- WRITTEN TASK
Reproduce each line of the rows below word for word, leaving out the pictures.

- EXCERPTED DATA
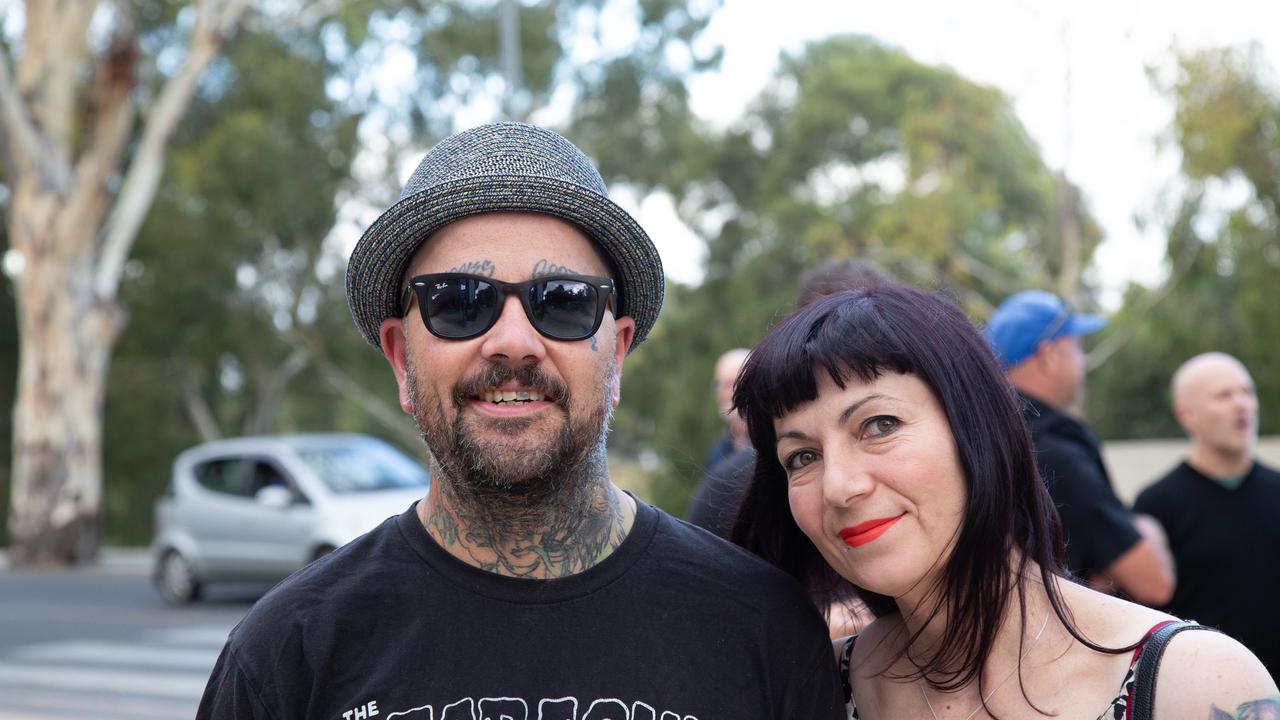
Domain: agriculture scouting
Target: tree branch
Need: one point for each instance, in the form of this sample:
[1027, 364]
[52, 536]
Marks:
[215, 21]
[273, 390]
[197, 409]
[19, 140]
[391, 418]
[1116, 340]
[54, 44]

- FINISHED TASK
Domain: agriculture scouting
Target: tree branch
Need: one point for each instance, in the form of this sample:
[1027, 364]
[52, 536]
Marks:
[215, 21]
[273, 390]
[197, 409]
[19, 140]
[391, 418]
[1116, 340]
[54, 44]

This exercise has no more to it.